=== TASK INSTRUCTIONS ===
Which lines in the listing below contain the word "instance", matching case exactly? Return each such line in full.

=== EXTRACTED ENTRIES ===
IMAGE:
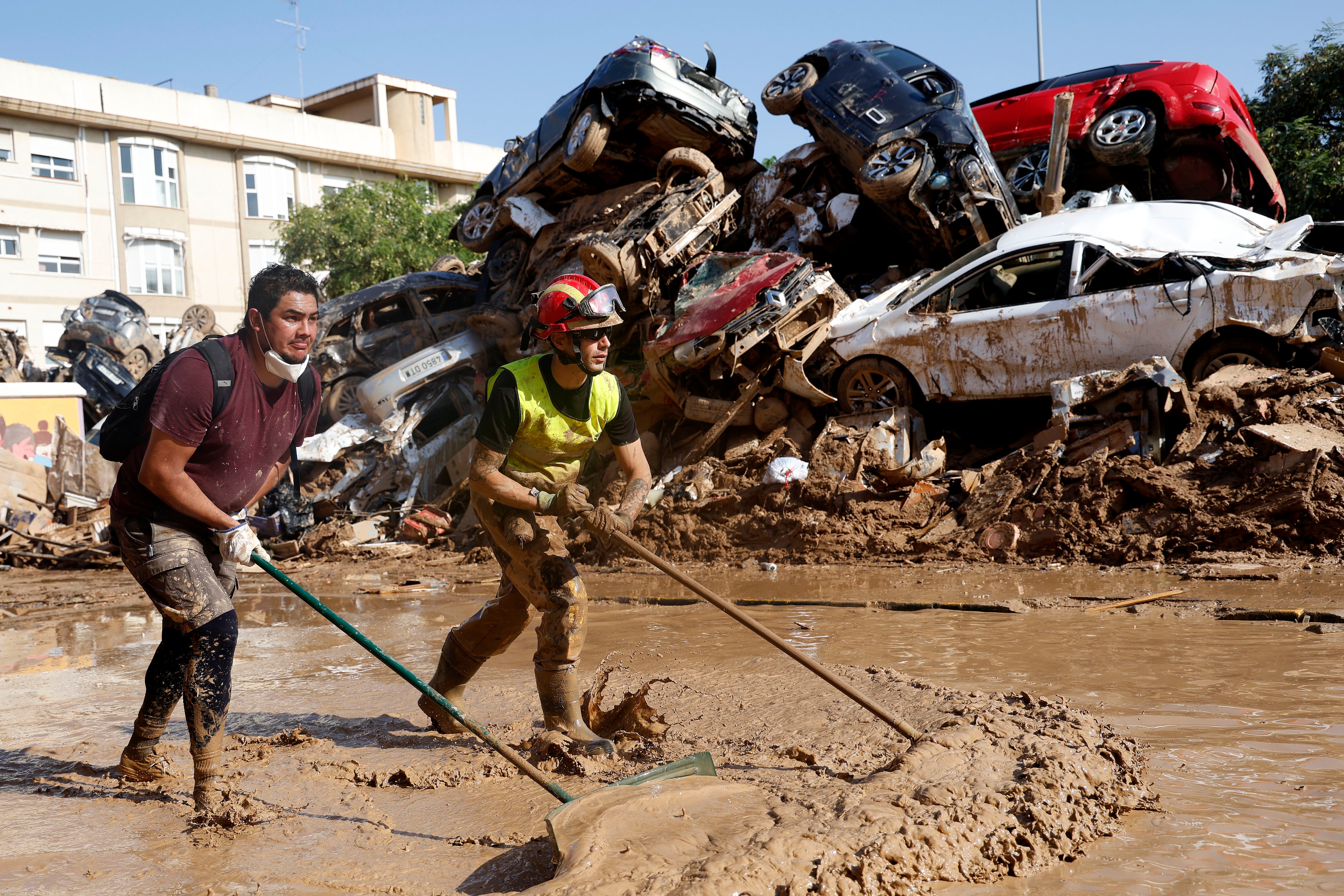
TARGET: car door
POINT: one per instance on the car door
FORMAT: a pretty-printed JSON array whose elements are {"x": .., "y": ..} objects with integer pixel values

==

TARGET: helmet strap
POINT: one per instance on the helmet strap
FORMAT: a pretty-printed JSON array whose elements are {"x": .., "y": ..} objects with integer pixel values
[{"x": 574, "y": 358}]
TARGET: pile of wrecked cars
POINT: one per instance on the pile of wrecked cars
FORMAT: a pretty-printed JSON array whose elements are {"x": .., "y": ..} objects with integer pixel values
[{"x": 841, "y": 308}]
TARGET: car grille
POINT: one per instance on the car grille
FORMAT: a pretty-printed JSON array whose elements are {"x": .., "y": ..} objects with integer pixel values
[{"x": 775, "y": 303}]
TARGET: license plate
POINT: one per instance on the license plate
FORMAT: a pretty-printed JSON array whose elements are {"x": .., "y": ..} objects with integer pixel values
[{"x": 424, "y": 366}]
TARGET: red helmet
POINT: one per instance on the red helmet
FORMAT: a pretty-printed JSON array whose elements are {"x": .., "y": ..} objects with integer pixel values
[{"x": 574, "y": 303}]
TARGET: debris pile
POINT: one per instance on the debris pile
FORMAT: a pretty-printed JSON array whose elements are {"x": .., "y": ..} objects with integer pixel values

=== THE SOLUTION ===
POINT: one per instance on the car door
POINT: one per instance on the helmet strap
POINT: one per instance on the pile of wrecked cars
POINT: one per instance on the car grille
POINT: one per instance on the license plate
POINT: one per instance on the red helmet
POINT: one per instance on the debris pile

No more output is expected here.